------ Estratto ------

Giovedì 17 gennaio il Consiglio dei Ministri ha approvato il decreto che disciplina l’attuazione del reddito di cittadinanza.
Si è trattato, in qualche modo, del coronamento di un percorso politico che ha visto, nel tempo, una progressiva identificazione tra questa misura e la forza politica che l’ha promossa, il Movimento Cinque Stelle.
“È l’inizio di un nuovo welfare state” ha annunciato trionfante il ministro del Lavoro Luigi Di Maio alla stampa dopo il via libera al decreto.
L’introduzione di un reddito minimo garantito è stata al centro della proposta politica grillina per anni. I pentastellati hanno più volte posto l’accento sul fatto che molti altri paesi prevedono già nel loro ordinamento forme di reddito minimo.
Ma, soprattutto, si è insistito sulla necessità di introdurre il reddito di cittadinanza per ridurre le disuguaglianze e contrastare gli effetti più distorsivi della globalizzazione e di un modello neo-liberista di società ed economia che ha mostrato le principali crepe dopo la crisi economica del 2007.
Con il reddito di cittadinanza, insomma, lo stato interverrebbe sugli scompensi prodotti da un modello, economico e sociale, che ha portato a una riduzione dei posti di lavoro, a una compressione dei salari e a un allargamento della forbice tra chi ha tanto e chi ha poco o nulla.
Il tutto, come da parole di Di Maio, ponendo al centro “il welfare”.
Bisogna però partire da quello che è l’equivoco di fondo della misura, sorretto da una furbesca operazione di cosmesi linguistica: il reddito di cittadinanza non è un vero reddito di cittadinanza, ovvero un reddito minimo garantito e incondizionato per tutti i cittadini sotto una certa soglia di povertà, ma un ammortizzatore sociale finalizzato al reinserimento lavorativo dei disoccupati.

------

▶ _Obiettivo dell'esercizio_
Ripeti parola per parola l'intero estratto sul reddito di cittadinanza. I dati riportati qui provengono da un'altra fonte.

------ Materiale raccolto ------

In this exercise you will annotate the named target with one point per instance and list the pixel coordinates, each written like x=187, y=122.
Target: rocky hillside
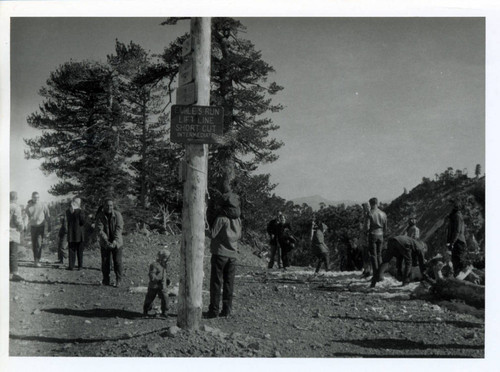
x=430, y=202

------

▶ _Risposta all'esercizio_
Giovedì 17 gennaio il Consiglio dei Ministri ha approvato il decreto che disciplina l’attuazione del reddito di cittadinanza.
Si è trattato, in qualche modo, del coronamento di un percorso politico che ha visto, nel tempo, una progressiva identificazione tra questa misura e la forza politica che l’ha promossa, il Movimento Cinque Stelle.
“È l’inizio di un nuovo welfare state” ha annunciato trionfante il ministro del Lavoro Luigi Di Maio alla stampa dopo il via libera al decreto.
L’introduzione di un reddito minimo garantito è stata al centro della proposta politica grillina per anni. I pentastellati hanno più volte posto l’accento sul fatto che molti altri paesi prevedono già nel loro ordinamento forme di reddito minimo.
Ma, soprattutto, si è insistito sulla necessità di introdurre il reddito di cittadinanza per ridurre le disuguaglianze e contrastare gli effetti più distorsivi della globalizzazione e di un modello neo-liberista di società ed economia che ha mostrato le principali crepe dopo la crisi economica del 2007.
Con il reddito di cittadinanza, insomma, lo stato interverrebbe sugli scompensi prodotti da un modello, economico e sociale, che ha portato a una riduzione dei posti di lavoro, a una compressione dei salari e a un allargamento della forbice tra chi ha tanto e chi ha poco o nulla.
Il tutto, come da parole di Di Maio, ponendo al centro “il welfare”.
Bisogna però partire da quello che è l’equivoco di fondo della misura, sorretto da una furbesca operazione di cosmesi linguistica: il reddito di cittadinanza non è un vero reddito di cittadinanza, ovvero un reddito minimo garantito e incondizionato per tutti i cittadini sotto una certa soglia di povertà, ma un ammortizzatore sociale finalizzato al reinserimento lavorativo dei disoccupati.